_Work instructions_
Pull out each line in the data below that contains the string "field" and list those lines.

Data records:
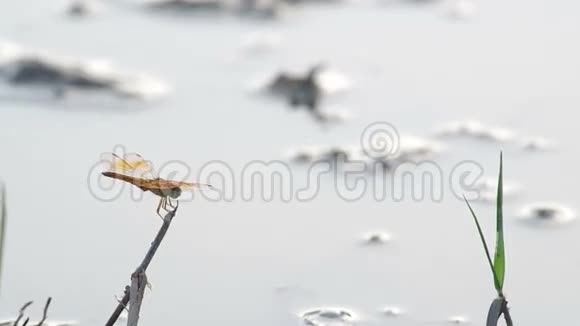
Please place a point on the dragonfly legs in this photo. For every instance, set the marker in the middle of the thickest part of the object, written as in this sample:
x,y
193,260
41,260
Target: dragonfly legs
x,y
167,205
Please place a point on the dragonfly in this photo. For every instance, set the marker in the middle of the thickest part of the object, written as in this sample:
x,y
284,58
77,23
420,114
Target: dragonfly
x,y
134,169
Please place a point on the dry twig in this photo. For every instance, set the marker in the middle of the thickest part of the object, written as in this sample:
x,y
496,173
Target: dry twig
x,y
138,277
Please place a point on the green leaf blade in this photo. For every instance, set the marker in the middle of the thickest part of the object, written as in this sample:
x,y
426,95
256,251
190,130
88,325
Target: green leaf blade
x,y
483,242
499,257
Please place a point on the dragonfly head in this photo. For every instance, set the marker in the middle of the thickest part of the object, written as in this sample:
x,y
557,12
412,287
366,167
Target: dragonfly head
x,y
175,192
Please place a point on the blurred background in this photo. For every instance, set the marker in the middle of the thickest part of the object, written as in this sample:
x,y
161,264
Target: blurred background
x,y
192,81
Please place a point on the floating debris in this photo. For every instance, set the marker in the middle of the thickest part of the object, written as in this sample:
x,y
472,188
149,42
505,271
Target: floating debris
x,y
537,144
376,238
392,312
487,188
411,149
328,317
20,67
546,214
477,130
457,320
308,90
331,154
82,8
185,6
253,8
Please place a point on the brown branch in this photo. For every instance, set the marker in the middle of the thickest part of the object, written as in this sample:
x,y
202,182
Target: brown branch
x,y
137,292
143,266
45,312
21,312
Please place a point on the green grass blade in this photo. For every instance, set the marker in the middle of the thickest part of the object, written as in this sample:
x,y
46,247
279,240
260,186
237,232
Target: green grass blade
x,y
495,311
483,242
499,259
2,224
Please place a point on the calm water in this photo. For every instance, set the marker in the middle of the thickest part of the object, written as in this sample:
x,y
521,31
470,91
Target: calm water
x,y
253,263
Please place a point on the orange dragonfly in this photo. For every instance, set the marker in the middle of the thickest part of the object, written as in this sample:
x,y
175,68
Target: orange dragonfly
x,y
133,169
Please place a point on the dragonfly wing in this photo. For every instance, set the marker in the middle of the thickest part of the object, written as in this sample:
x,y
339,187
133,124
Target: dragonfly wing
x,y
131,164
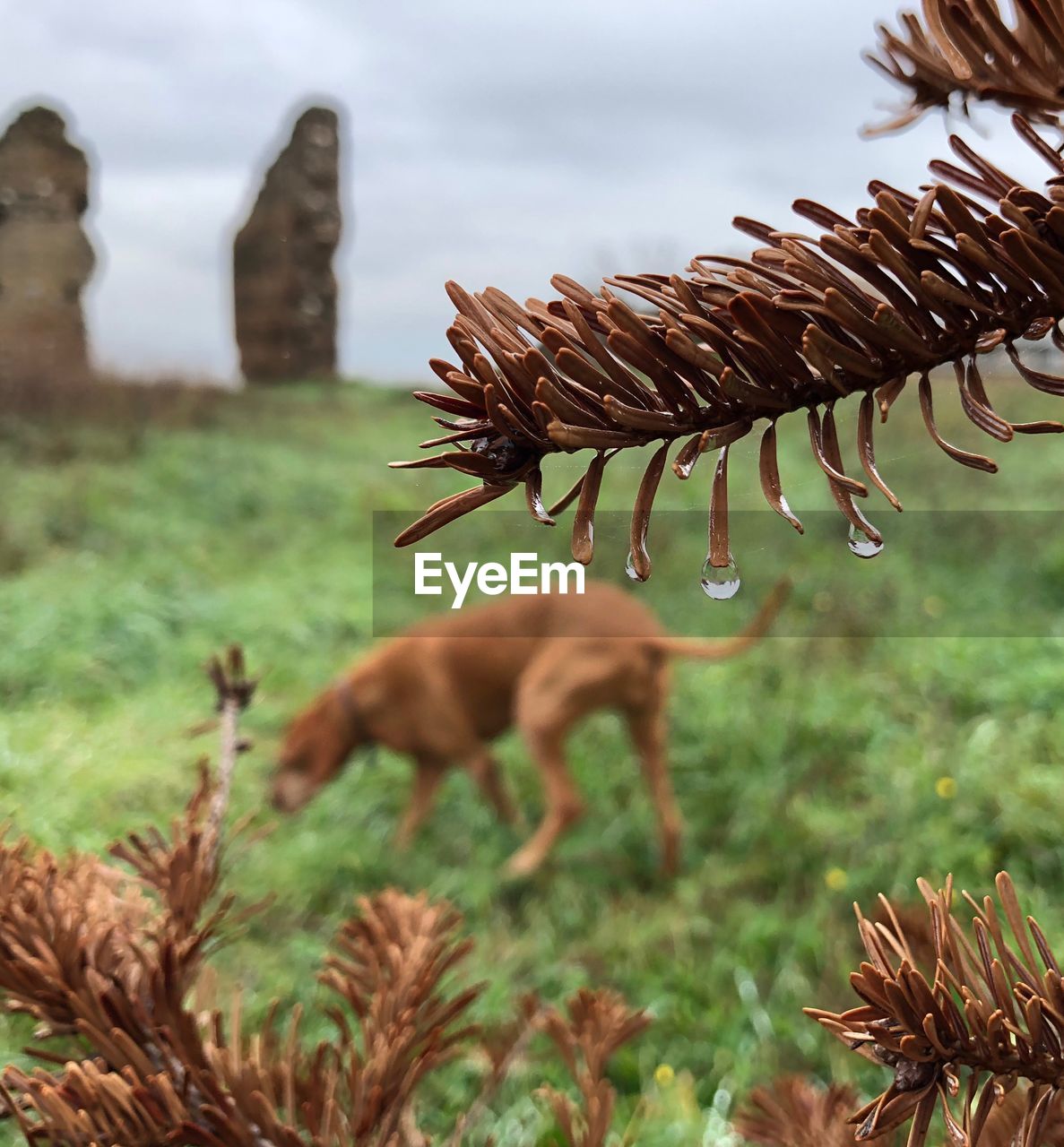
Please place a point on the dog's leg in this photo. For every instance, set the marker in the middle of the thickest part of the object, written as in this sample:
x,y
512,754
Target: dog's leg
x,y
486,772
427,777
647,728
564,804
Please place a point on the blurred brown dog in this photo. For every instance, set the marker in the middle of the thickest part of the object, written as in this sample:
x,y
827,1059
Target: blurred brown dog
x,y
443,691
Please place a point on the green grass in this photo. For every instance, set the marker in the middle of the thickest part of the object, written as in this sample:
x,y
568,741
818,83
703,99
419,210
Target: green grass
x,y
817,754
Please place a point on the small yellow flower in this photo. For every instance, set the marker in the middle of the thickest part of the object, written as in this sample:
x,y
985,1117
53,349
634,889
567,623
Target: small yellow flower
x,y
946,787
665,1075
835,879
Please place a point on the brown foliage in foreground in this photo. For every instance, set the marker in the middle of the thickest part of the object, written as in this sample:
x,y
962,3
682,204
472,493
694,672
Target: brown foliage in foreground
x,y
106,959
917,280
979,1036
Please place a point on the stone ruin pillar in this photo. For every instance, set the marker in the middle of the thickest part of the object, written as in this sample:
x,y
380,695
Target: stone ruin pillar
x,y
45,256
283,287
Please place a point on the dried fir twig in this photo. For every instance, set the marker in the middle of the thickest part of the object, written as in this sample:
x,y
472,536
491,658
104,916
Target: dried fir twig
x,y
596,1024
792,1111
938,278
956,50
958,1039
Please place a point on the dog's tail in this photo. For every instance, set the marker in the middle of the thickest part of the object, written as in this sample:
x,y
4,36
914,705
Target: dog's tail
x,y
717,648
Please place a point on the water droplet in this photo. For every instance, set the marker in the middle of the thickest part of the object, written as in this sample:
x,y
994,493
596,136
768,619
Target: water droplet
x,y
721,582
630,568
862,545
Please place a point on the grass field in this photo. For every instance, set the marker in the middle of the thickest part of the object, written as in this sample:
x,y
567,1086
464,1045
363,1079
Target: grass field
x,y
842,758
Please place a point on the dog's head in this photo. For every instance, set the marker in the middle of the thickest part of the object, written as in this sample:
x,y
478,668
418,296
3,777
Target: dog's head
x,y
316,746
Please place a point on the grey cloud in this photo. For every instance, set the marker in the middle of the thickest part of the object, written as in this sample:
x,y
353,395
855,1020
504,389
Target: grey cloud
x,y
490,142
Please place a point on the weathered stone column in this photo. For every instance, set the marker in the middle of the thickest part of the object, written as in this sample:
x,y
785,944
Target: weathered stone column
x,y
45,256
283,287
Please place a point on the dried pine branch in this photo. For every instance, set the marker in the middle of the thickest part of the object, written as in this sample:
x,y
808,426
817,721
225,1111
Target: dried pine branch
x,y
108,962
990,1019
597,1023
796,1113
958,50
917,281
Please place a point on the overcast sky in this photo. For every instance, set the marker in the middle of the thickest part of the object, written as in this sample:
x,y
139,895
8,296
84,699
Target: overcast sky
x,y
492,142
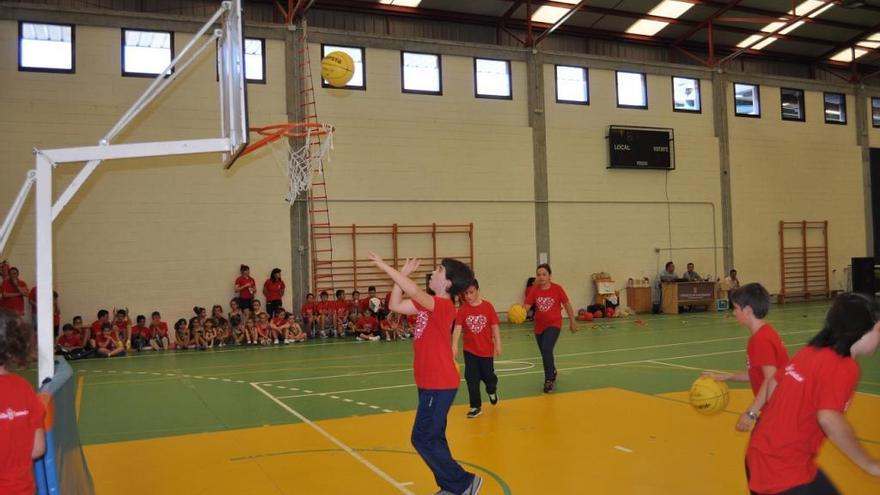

_Answer to the task_
Please place a point on the grass field in this photo. For every instance, set the marker in the middle of the thickest part of the object, written as in this sample:
Target: grass field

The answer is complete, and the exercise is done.